Document excerpt –
════

In 1826 the Earl of Radnor was patron of this same borough of Downton, Sir T. B. Pechall and the Hon. Bouverie being its representatives, and the votes being vested in the persons having a freehold interest in burgage tenures and held of the Bishop of Winchester; the number of voters is not given—possibly J. J. Stockdale (election agent), who compiled the “Election Manual,” was unable to discover any.

It seems that, while they were permitted to exist, those qualifications which surrounded burgage tenures were founded on shadowy premises; for instance, Horsham (Sussex) was summoned to send burgesses to parliament from the 28th of Edward I. According to Bohun, the Duke of Norfolk, as lord thereof, held the entire election in his own hands, the bailiffs, chosen by the duke’s steward in the court-leet held at Michaelmas, having been the principal officers which returned members to serve in parliament; while as to the constituents and their suffrages, the qualifications for these add a fresh and startling paragraph to the subject:—

“The house or land that pays twelve pence a year to the Duke, is called a whole burgership; but these tenancies have been splitted into such small parts, that he who has only so much land, or part of a house, as pays two pence a year, is now by custom entitled to vote for members to serve in parliament; but it is the tenant of the freehold, though not resident in the place, or occupier of the house, or land, that has the right to vote.”

The outlines of an election, when the state of “villainage,” approximating to feudal serfdom, was the condition of the labouring classes, have been sketched by Sir Francis Palgrave. From the pages of his “Truths and Fictions of the Middle Ages” we obtain a vivid picture of the manner of the quest for representatives to serve the king in parliament, as it might have presented itself to the faithful lieges in the fourteenth century, at the three annual seasons for summoning the chamber.

════

Listing –

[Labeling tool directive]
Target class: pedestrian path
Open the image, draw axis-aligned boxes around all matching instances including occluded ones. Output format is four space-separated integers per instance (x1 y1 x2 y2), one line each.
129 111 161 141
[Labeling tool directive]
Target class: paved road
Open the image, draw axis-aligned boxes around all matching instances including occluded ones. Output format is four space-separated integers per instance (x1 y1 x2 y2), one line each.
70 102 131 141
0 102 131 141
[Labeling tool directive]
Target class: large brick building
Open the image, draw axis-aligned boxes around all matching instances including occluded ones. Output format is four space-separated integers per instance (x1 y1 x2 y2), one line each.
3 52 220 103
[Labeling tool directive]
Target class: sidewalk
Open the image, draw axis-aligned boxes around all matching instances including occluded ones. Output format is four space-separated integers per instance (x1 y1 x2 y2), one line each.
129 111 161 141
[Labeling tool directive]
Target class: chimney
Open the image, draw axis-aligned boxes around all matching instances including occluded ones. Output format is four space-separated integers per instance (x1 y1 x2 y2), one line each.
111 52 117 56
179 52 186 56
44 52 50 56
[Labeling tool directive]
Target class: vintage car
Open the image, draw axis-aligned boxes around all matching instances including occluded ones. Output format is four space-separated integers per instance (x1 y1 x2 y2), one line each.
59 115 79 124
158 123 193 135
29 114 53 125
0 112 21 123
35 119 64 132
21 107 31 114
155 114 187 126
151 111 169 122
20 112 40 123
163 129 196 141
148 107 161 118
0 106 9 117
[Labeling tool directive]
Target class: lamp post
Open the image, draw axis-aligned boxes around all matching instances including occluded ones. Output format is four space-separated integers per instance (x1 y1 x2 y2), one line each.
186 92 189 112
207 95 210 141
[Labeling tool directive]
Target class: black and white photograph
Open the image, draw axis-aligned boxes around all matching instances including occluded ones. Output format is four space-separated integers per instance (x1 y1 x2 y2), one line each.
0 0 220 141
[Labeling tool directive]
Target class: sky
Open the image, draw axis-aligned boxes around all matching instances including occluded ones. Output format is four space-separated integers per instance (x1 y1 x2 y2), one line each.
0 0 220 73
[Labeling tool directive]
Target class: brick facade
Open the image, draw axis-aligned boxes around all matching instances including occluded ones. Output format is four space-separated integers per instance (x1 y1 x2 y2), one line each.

════

Set problem – In the excerpt on borough elections, what yearly payment to the Duke makes a house or land a whole burgership?

Complete output – Twelve pence a year.